- [Aufgabenstellung]:
1 – Ab welchem Datum gewährt die Trollfrau Gryla laut dem Text über die Jólasveinar ihren Söhnen Freigang?
2 – Prüfen Sie, ob die folgenden Aussagen mit dem Text über die Jólasveinar übereinstimmen, und belegen Sie jede Antwort mit dem entscheidenden Wortlaut aus dem Text: (a) Gryla hat 13 Söhne. (b) Stúfur leckt am liebsten Kochlöffel ab. (c) Hurðaskellir schlägt gern laut Türen zu.
3 – Ändern Sie im Text über die Jólasveinar den Abschnitt, der mit „Da die nächsten“ beginnt und bis einschließlich „hölzener Schüsseln (Askur)“ reicht, indem Sie „Pfanne“ durch „Bratpfanne“ ersetzen. Geben Sie den geänderten Abschnitt vollständig wieder.

- [Extrahierter Text]:
>>

Da die nächsten Tage allgemein mit dem Eigenschaftswort „besinnlich“ verknüpft werden, gewährt bekanntlich die Trollfrau Gryla auf Island alljährlich ab dem 12. Dezember ihren 13 Söhnen (Jólasveinar) Freigang, jeden Tag ein weiterer, welcher sich daraufhin unters Volk mischt:

12. Dezember    Stekkjarstaur – ist vor allem an der Milch der Schafe interessiert
13. Dezember    Giljagaur – er mag sehr gerne den Schaum der Kuhmilch
14. Dezember    Stúfur – schätzt angebrannte Reste in einer Pfanne
15. Dezember    Þvörusleikir – schleckt gerne Kochlöffel blitzblank
16. Dezember    Pottasleikir – macht sich an den Resten in Kochtöpfen zu schaffen
17. Dezember    Askasleikir – schätzt den Inhalt hölzener Schüsseln (Askur)
18. Dezember    Hurðaskellir – schlägt am liebsten laut Türen zu
19. Dezember    Skyrgámur – ist gierig nach isländischem Skyr (nicht zu verwechseln mit dem, was in Deutschland fälschlicherweise unter dem Namen „Skyr“ verkauft wird!)

<<

- [Quellenmaterial]:
>>

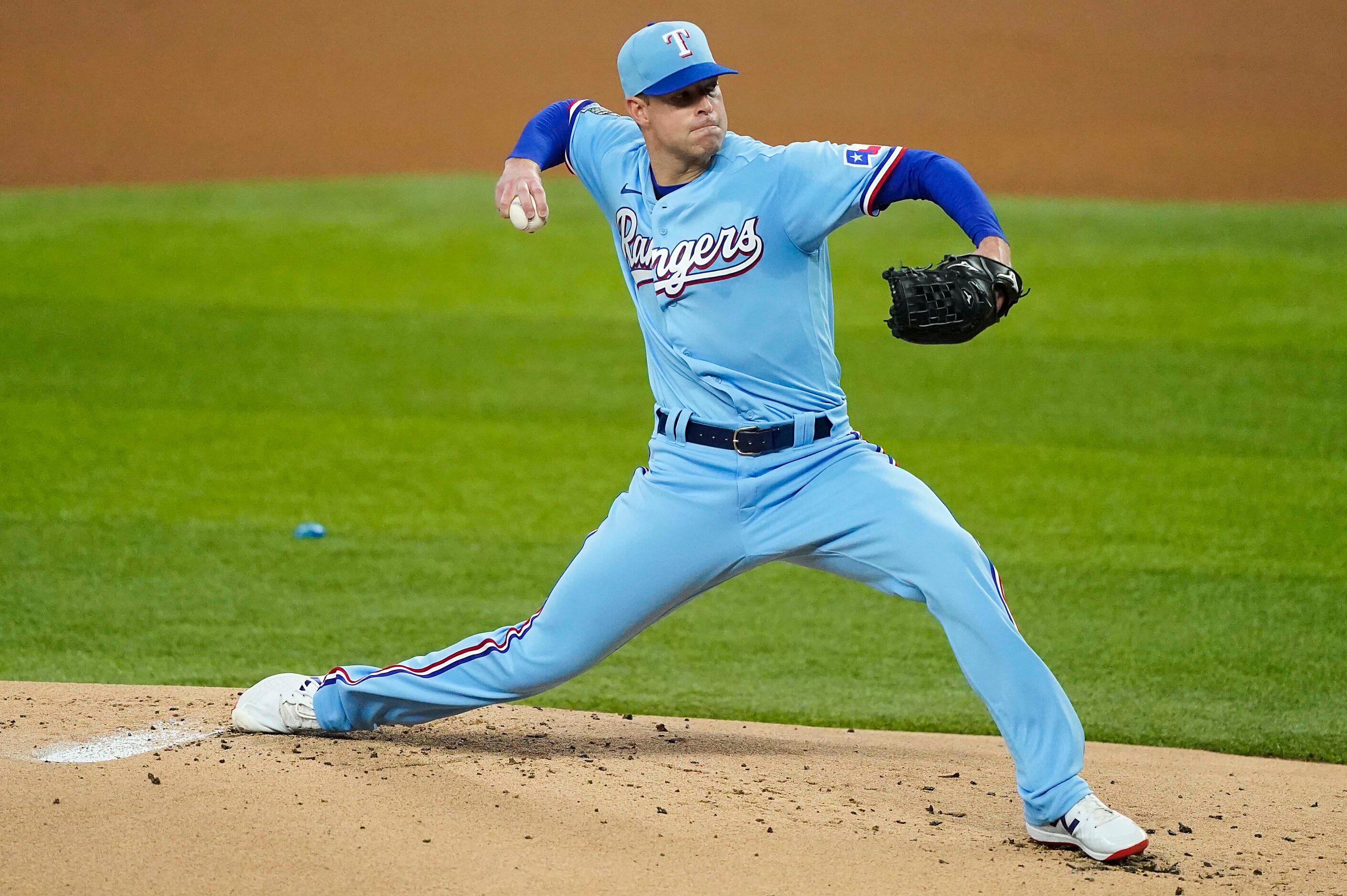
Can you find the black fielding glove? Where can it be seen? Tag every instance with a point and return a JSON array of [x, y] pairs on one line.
[[953, 301]]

<<

- [Lösungen]:
1 – Ab dem 12. Dezember.

2 –
(a) Ja: „ihren 13 Söhnen (Jólasveinar)“
(b) Nein: „Stúfur – schätzt angebrannte Reste in einer Pfanne“
(c) Ja: „Hurðaskellir – schlägt am liebsten laut Türen zu“

3 –
Da die nächsten Tage allgemein mit dem Eigenschaftswort „besinnlich“ verknüpft werden, gewährt bekanntlich die Trollfrau Gryla auf Island alljährlich ab dem 12. Dezember ihren 13 Söhnen (Jólasveinar) Freigang, jeden Tag ein weiterer, welcher sich daraufhin unters Volk mischt:

12. Dezember    Stekkjarstaur – ist vor allem an der Milch der Schafe interessiert
13. Dezember    Giljagaur – er mag sehr gerne den Schaum der Kuhmilch
14. Dezember    Stúfur – schätzt angebrannte Reste in einer Bratpfanne
15. Dezember    Þvörusleikir – schleckt gerne Kochlöffel blitzblank
16. Dezember    Pottasleikir – macht sich an den Resten in Kochtöpfen zu schaffen
17. Dezember    Askasleikir – schätzt den Inhalt hölzener Schüsseln (Askur)